Tugas latihan ini:
a: Sebutkan semua nama orang yang muncul dalam teks tentang pelepasliaran satwa liar.
b: Menurut teks tentang pelepasliaran satwa liar, siapa yang harus memberi rekomendasi bagi satwa yang akan dilepasliarkan?
c: Ambil tanpa perubahan bagian teks tentang pelepasliaran satwa liar yang dibuka dengan kata-kata yang memuat "Baca: Nasib Primata" dan ditutup dengan "UPT KSDAE setempat.".
━━━ Teks yang ditampilkan ━━━
Baca: Nasib Primata di Tengah Pandemi COVID-19

 

Orangutan sumatera yang hidupnya memang di hutan. Foto: Junaidi Hanafiah/Mongabay Indonesia

 

Wiratno menjelaskan, satwa yang dapat dilepasliarkan adalah hasil tangkapan atau sitaan langsung penegakan hukum dan hasil rehabilitasi yang telah melalui proses pemeriksaan lengkap.

“Sementara, satwa penyerahan masyarakat tidak bisa dilakukan, harus mengikuti tahapan pemeriksaan medis dan rehabilitasi,” ujarnya.

Dijelaskan juga, satwa yang akan dilepasliarkan harus mendapat rekomendasi Dirjen KSDAE atau Direktur Konservasi Keanekaragaman Hayati setelah dokumen persyaratan terpenuhi. Termasuk, surat keterangan sehat fisik maupun laboratiris yang dikeluarkan dokter hewan yang ditunjuk Kepala UPT KSDAE setempat.

Baca: Wabah Corona: Hindari Kontak Langsung dengan Satwa Liar

 

Evakuasi orangutan dilakukan untuk menyelamatkan satwa dilindungi ini dari konflik atau habitatnya yang rusak. Foto: Junaidi Hanafiah/Mongabay Indonesia

 

Ikuti protokol kesehatan

Ketua Yayasan Human and Orangutan Conflict Response Unit [HOCRU] – Orangutan Information Centre [OIC], Panut Hadisiswoyo mengungkapkan, untuk penanganan konflik satwa liar dengan manusia atau penyitaan tidak bermasalah, meskipun COVID-19 merebak.
━━━ Data untuk ditinjau ━━━
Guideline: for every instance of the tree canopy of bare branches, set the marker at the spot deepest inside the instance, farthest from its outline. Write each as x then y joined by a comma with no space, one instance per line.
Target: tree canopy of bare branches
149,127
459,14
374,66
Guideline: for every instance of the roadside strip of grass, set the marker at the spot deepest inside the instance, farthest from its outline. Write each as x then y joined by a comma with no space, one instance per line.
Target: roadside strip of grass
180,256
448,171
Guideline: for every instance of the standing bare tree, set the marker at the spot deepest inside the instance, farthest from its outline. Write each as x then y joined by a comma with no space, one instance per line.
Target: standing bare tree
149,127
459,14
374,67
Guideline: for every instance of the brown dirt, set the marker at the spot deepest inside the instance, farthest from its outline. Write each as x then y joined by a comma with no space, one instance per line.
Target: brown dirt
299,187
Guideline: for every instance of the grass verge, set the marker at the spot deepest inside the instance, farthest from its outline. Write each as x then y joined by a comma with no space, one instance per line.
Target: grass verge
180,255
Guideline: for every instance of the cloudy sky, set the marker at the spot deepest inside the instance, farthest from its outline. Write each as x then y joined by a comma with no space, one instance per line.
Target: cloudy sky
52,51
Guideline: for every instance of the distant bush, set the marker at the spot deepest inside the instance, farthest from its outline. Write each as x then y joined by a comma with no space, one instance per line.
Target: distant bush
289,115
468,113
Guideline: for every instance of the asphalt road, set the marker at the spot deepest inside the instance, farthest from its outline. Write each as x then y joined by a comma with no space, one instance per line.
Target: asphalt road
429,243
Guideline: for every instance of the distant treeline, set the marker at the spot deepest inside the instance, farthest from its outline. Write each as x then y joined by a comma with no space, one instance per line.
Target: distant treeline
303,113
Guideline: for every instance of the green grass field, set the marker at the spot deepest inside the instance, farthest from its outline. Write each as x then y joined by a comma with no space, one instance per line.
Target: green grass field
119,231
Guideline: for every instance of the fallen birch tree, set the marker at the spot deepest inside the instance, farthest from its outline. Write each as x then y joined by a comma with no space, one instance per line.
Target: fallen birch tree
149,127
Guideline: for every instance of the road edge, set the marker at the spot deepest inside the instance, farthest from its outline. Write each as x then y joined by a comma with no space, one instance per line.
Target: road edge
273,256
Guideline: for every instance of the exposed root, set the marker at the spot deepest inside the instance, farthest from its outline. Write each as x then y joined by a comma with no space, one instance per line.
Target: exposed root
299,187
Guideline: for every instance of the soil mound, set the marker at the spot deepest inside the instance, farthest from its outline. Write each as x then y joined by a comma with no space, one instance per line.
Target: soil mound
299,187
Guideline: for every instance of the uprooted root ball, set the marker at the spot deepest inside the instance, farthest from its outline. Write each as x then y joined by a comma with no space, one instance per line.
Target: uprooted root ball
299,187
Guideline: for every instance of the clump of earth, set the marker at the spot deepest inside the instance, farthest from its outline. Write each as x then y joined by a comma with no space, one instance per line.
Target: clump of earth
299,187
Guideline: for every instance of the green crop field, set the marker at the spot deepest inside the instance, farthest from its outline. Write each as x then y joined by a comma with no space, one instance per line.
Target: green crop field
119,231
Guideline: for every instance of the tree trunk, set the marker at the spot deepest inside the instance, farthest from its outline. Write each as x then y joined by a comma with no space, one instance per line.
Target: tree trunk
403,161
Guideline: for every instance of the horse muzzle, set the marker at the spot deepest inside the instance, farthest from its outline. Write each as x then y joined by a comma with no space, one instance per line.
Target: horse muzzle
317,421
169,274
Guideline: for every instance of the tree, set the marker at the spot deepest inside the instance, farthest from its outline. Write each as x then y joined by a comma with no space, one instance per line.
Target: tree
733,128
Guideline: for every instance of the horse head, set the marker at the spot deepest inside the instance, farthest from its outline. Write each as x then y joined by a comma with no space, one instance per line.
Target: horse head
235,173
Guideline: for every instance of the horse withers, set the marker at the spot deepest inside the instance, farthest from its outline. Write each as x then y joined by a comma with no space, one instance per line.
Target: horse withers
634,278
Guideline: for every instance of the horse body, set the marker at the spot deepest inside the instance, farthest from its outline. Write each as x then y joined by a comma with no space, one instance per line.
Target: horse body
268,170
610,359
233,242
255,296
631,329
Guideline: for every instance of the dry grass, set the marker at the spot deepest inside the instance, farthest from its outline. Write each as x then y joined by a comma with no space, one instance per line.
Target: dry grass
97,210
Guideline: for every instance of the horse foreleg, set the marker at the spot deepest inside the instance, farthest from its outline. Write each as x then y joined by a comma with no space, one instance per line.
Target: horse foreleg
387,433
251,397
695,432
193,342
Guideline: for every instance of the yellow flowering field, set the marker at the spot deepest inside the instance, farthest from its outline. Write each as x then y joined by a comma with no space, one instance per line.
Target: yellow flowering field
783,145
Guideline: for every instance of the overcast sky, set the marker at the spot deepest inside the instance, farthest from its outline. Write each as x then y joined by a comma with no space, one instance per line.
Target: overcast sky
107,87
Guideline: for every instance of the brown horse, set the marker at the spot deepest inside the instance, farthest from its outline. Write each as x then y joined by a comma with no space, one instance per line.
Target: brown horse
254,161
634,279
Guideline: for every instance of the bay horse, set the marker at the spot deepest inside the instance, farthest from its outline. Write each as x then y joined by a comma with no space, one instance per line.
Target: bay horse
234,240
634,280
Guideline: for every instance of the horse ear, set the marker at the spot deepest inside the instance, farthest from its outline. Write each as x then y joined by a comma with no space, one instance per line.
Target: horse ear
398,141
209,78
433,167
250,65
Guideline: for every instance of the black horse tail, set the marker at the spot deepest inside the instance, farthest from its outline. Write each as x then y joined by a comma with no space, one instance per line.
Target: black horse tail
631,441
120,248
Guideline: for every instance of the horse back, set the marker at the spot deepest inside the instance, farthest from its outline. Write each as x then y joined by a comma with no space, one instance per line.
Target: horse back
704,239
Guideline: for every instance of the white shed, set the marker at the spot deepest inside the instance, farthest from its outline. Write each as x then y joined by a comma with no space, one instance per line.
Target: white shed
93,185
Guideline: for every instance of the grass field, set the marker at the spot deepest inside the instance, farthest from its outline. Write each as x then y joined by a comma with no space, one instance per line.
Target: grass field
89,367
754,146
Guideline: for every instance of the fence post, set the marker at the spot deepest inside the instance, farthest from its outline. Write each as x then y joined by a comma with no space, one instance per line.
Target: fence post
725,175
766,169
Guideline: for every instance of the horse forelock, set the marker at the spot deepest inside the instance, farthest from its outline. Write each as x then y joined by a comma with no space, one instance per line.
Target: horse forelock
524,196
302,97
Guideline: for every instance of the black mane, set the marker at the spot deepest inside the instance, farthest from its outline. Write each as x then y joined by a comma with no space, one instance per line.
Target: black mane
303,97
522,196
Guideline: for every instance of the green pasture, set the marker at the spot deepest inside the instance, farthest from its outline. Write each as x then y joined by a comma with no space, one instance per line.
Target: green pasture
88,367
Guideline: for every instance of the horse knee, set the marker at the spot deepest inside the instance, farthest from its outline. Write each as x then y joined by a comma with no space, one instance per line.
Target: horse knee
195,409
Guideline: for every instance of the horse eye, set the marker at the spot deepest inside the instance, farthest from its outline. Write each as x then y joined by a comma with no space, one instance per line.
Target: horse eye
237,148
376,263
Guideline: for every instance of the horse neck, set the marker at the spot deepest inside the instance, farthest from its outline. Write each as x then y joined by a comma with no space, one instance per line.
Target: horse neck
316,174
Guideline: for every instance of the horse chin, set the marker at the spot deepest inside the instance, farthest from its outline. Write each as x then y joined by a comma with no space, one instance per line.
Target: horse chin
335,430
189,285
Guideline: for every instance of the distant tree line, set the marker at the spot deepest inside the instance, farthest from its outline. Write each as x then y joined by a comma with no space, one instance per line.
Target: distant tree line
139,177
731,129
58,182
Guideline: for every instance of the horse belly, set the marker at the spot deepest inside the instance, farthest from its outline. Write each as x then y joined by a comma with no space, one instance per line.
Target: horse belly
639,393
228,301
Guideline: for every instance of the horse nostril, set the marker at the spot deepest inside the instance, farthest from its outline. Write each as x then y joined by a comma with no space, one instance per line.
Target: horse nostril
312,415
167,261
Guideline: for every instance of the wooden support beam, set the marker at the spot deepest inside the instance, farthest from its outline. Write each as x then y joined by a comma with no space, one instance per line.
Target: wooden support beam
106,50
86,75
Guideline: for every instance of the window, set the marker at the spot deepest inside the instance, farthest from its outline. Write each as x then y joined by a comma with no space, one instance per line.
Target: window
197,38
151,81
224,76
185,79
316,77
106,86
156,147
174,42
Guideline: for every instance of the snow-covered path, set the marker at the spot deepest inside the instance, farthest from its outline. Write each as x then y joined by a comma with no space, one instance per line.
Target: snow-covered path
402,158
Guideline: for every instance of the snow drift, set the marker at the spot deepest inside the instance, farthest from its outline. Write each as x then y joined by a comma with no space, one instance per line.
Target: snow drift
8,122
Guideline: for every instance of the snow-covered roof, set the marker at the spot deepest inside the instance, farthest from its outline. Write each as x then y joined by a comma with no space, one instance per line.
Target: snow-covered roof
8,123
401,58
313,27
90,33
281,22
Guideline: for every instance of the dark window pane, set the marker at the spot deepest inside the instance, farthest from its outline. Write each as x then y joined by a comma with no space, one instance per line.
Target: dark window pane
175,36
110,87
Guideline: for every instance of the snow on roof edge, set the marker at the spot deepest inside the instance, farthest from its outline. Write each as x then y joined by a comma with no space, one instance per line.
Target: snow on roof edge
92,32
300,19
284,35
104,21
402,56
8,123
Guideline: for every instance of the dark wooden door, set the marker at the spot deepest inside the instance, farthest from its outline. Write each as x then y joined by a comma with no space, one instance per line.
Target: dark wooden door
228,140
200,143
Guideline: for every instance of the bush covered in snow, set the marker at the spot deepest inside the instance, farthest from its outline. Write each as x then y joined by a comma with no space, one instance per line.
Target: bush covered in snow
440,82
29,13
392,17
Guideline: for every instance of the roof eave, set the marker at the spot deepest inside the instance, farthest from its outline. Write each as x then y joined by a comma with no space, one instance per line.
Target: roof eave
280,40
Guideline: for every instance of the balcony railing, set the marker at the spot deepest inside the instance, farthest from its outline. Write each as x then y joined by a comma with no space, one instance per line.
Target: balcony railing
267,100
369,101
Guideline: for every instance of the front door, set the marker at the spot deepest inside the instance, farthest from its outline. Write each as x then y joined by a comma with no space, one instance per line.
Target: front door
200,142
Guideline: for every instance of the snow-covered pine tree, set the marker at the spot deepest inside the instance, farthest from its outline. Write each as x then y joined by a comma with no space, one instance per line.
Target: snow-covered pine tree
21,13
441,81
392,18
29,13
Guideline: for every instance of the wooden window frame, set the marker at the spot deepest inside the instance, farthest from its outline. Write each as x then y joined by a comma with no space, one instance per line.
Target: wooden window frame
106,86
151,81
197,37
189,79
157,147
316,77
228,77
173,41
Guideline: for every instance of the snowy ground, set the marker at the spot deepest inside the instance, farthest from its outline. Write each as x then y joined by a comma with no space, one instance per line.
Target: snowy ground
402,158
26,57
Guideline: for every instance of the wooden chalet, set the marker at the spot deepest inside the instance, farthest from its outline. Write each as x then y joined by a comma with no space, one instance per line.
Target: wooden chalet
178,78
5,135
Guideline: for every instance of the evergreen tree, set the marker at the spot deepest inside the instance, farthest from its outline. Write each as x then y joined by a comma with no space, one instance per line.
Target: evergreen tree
━━━
Jawaban latihan:
a: Junaidi Hanafiah, Wiratno, Panut Hadisiswoyo

b: Dirjen KSDAE atau Direktur Konservasi Keanekaragaman Hayati.

c:
Baca: Nasib Primata di Tengah Pandemi COVID-19

 

Orangutan sumatera yang hidupnya memang di hutan. Foto: Junaidi Hanafiah/Mongabay Indonesia

 

Wiratno menjelaskan, satwa yang dapat dilepasliarkan adalah hasil tangkapan atau sitaan langsung penegakan hukum dan hasil rehabilitasi yang telah melalui proses pemeriksaan lengkap.

“Sementara, satwa penyerahan masyarakat tidak bisa dilakukan, harus mengikuti tahapan pemeriksaan medis dan rehabilitasi,” ujarnya.

Dijelaskan juga, satwa yang akan dilepasliarkan harus mendapat rekomendasi Dirjen KSDAE atau Direktur Konservasi Keanekaragaman Hayati setelah dokumen persyaratan terpenuhi. Termasuk, surat keterangan sehat fisik maupun laboratiris yang dikeluarkan dokter hewan yang ditunjuk Kepala UPT KSDAE setempat.